| Exercise tasks |
[1] Could you repeat everything in the shrine attack excerpt from "The IS-affiliated news" down to "the shrine's custodian.", substituting "devotees" for "worshipers"?
[2] What does the shrine attack excerpt say, summed up in two sentences?

| Excerpted passage |
● ● ●

The IS-affiliated news agency Amaq said the group carried out the attack to target Shiites. The shrine is used by both Sunnis and Shiites. Hard-line groups like the Taliban and IS regularly target Shiites and consider mystical Sufi Islam and shrines as heretical.

The blast occurred as hundreds of worshipers were participating in a daily devotional dance at the shrine. 

"Every day, around sunset, there is a dhamaal [ritual dance] here, and there are large numbers of people who come for this," said Nawaz Ali, the shrine's custodian.

The attack comes after prominent Sufi singer Amjad Sabri was gunned down in Karachi in June.

Baluchistan has been the center of a low-level ethnic Baloch separatist insurgency and the target of Islamist militant attacks in the past. The town of Quetta is a known base for the Taliban.

The province has suffered some of the worst militant attacks this year in Pakistan. Last month, gunmen raided a police academynear Quetta, killing 61 people, mostly cadets, before security forces cleared the facility. That attack was claimed by IS and the militant group Lashkar-e Jhangvi. 

Baluchistan is also home to a key $46 billion (42.3 billion euros) transport and trade corridor between Pakistan and China, which hinges on a deep-water port in the southwestern city of Gwadar.

● ● ●

| Entries supplied |

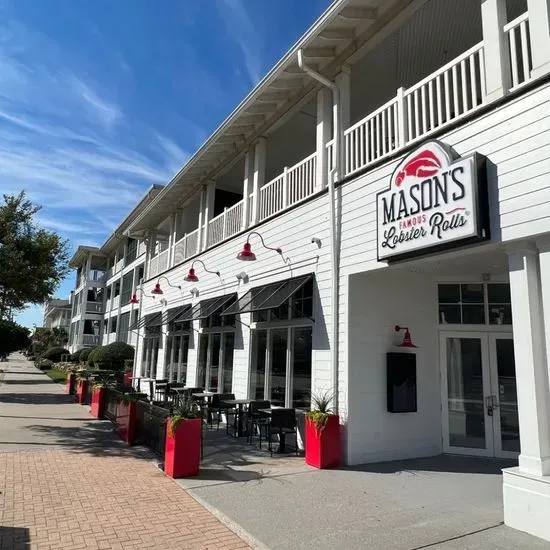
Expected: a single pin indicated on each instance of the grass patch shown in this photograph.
(58, 376)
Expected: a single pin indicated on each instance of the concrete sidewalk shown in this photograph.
(68, 483)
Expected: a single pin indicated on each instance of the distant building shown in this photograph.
(57, 314)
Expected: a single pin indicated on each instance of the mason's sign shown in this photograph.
(435, 200)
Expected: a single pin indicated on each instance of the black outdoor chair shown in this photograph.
(257, 420)
(216, 406)
(283, 422)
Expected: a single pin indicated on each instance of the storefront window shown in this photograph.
(281, 362)
(475, 304)
(228, 348)
(301, 368)
(500, 304)
(257, 371)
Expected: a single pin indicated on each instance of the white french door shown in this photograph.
(478, 388)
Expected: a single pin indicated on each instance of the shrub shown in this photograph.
(54, 354)
(85, 354)
(44, 364)
(75, 357)
(113, 355)
(93, 354)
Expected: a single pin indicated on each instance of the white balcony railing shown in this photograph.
(292, 186)
(520, 52)
(186, 247)
(90, 339)
(226, 224)
(94, 307)
(444, 96)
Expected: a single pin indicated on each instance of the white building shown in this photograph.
(106, 278)
(57, 314)
(398, 157)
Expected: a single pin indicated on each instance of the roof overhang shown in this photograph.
(81, 255)
(118, 234)
(340, 31)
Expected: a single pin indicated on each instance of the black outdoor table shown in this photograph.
(238, 404)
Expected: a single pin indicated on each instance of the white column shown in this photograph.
(539, 31)
(247, 186)
(498, 73)
(260, 155)
(530, 358)
(323, 135)
(343, 82)
(208, 212)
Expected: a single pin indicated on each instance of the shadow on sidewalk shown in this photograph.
(96, 438)
(37, 398)
(15, 538)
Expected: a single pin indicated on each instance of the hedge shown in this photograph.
(54, 354)
(113, 355)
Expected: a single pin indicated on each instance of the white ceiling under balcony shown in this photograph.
(341, 30)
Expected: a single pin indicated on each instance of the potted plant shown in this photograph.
(82, 387)
(183, 441)
(127, 376)
(126, 417)
(99, 389)
(322, 433)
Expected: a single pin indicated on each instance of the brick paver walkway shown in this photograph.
(65, 496)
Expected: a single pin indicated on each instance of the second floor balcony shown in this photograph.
(482, 73)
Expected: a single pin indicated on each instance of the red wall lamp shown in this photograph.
(157, 290)
(407, 341)
(246, 254)
(191, 277)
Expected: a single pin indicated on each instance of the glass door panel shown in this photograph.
(504, 396)
(466, 387)
(228, 347)
(301, 368)
(214, 362)
(257, 368)
(201, 364)
(279, 345)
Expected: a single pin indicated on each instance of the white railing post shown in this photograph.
(285, 187)
(259, 176)
(539, 32)
(224, 224)
(498, 75)
(247, 187)
(208, 211)
(401, 118)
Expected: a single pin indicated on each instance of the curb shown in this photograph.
(252, 541)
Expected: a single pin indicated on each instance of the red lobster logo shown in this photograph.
(423, 165)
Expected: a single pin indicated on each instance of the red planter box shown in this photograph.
(82, 390)
(126, 421)
(70, 383)
(127, 379)
(98, 402)
(182, 455)
(323, 447)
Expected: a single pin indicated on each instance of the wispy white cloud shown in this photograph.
(106, 112)
(245, 33)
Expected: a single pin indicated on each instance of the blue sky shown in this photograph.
(98, 100)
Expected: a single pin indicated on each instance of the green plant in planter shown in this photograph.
(186, 411)
(103, 380)
(83, 375)
(321, 410)
(132, 397)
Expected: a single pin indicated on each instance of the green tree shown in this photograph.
(13, 337)
(33, 261)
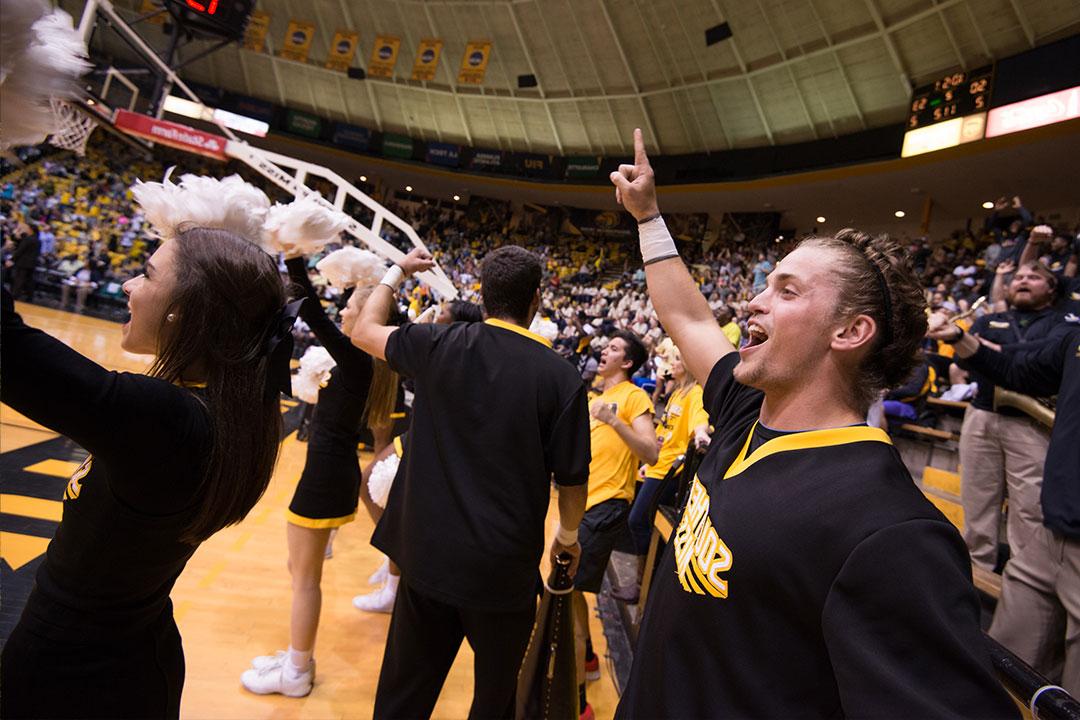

● ● ●

| Responses by task |
[1]
The IS-affiliated news agency Amaq said the group carried out the attack to target Shiites. The shrine is used by both Sunnis and Shiites. Hard-line groups like the Taliban and IS regularly target Shiites and consider mystical Sufi Islam and shrines as heretical.

The blast occurred as hundreds of devotees were participating in a daily devotional dance at the shrine. 

"Every day, around sunset, there is a dhamaal [ritual dance] here, and there are large numbers of people who come for this," said Nawaz Ali, the shrine's custodian.

[2] The IS-affiliated news agency Amaq said the group carried out the blast at a shrine used by both Sunnis and Shiites in order to target Shiites, and it struck as hundreds of worshipers were taking part in a daily devotional dance. Baluchistan has faced a low-level Baloch separatist insurgency and Islamist militant attacks, including a raid last month on a police academy near Quetta that killed 61 people.